Texte fourni.
····················

Percutant, le nouveau roman noir de Michel Leydier ! Publié chez Pascal Galodé Éditeurs, Sex shot nous livre les plus répugnantes facettes du porno…

Parmi la population parisienne actuelle la moins glorieuse, il y a Max. Le bizness de Max, ce sont les films X. Il se vend quantité de films pornographiques, en France et dans le monde entier. Ceux de Max sont très particuliers. Ça pourrait ressembler à des histoires sado-masochistes ordinaires, extrêmes jeux de rôles entre adultes consentants. Quand on les visionne en entier, on comprend qu’ils dépassent le simple SM. Sur les tournages, le rôle du Maître est tenu par le pervers Reiner. Celui de sa complice est joué par Zinette. Âgée d’une vingtaine d’années, Zinette est une droguée à un stade déjà avancé. Une véritable junkie perdue, dont Max doit supporter les crises. Les tournages s’enchaînent. LEYDIER-2010Il y a tellement de fric à gagner. Chauffeur de taxi homo, Dorval est chargé de recruter des prostituées pour ces films. Leur comparse Wolianoff sert d’intermédiaire, caution du sérieux de l’organisation. Après les tournages, interviennent les cousins italiens Dox et Luigi. Tout un système efficace, qui bénéficie à Max et à celui qui commercialiste les DVD, l’Antiquaire.

En fréquentant les sex-shops de la rue Saint-Denis, François découvre que sa jeune sœur Zinette participe à ces films. Déjà fragilisé par l’état de santé de sa compagne, François se promet de sauver Zinette. Il ne peut pas compter sur leur frère, qui s’est éloigné d’eux. Seul, il va mener son enquête. Il commence par interroger le patron du sex-shop où il a visionné le film. François ne peut pas laisser de témoin derrière lui. De son côté, Dorval a rencontré une prostituée idéale pour les films. Anita, c’est le genre mère de famille. Il a bon espoir qu’elle accepte. À trop fréquenter le même quartier où plusieurs prostituées ont disparu ces derniers temps, Dorval est bientôt repéré par un proxénète. Sûr qu’il a causé la mort de sa protégée Samantha, le mac supprime le recruteur de Max.

····················

Résumez en deux phrases la présentation du roman Sex shot ci-dessus.

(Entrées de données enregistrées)

····················

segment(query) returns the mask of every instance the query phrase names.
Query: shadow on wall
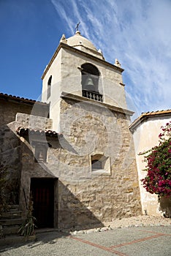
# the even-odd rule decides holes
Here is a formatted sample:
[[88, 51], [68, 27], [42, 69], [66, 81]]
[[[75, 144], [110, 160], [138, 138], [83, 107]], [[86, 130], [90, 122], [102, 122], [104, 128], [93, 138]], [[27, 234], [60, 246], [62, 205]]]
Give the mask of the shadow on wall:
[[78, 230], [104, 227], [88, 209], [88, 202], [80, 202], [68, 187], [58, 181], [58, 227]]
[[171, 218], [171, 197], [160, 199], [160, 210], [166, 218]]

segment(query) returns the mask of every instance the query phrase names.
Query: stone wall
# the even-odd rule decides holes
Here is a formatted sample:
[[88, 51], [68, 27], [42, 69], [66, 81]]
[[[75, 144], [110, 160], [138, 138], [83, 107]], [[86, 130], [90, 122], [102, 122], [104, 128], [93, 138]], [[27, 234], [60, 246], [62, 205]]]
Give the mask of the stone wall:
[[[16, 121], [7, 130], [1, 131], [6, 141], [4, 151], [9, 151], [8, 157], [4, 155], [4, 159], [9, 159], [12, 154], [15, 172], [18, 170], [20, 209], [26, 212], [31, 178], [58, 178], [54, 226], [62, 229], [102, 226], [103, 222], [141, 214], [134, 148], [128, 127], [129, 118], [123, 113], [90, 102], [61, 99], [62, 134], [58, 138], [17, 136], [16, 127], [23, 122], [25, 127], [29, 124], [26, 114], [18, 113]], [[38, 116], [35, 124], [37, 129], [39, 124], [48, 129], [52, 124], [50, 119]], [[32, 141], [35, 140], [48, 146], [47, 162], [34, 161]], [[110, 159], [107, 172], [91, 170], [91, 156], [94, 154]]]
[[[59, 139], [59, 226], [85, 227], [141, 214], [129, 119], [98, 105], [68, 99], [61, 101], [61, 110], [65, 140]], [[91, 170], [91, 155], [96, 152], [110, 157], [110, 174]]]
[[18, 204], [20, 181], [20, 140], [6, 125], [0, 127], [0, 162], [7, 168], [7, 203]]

····················

Résultat obtenu. À Paris, Max produit des films pornographiques qui dépassent le simple sado-masochisme, tournés avec le pervers Reiner et la jeune droguée Zinette, et c'est le chauffeur de taxi Dorval qui est chargé de leur recruter des prostituées. En découvrant que sa sœur Zinette participe à ces films, François se promet de la sauver et mène seul son enquête, tandis que Dorval est supprimé par un proxénète persuadé qu'il a causé la mort de sa protégée Samantha.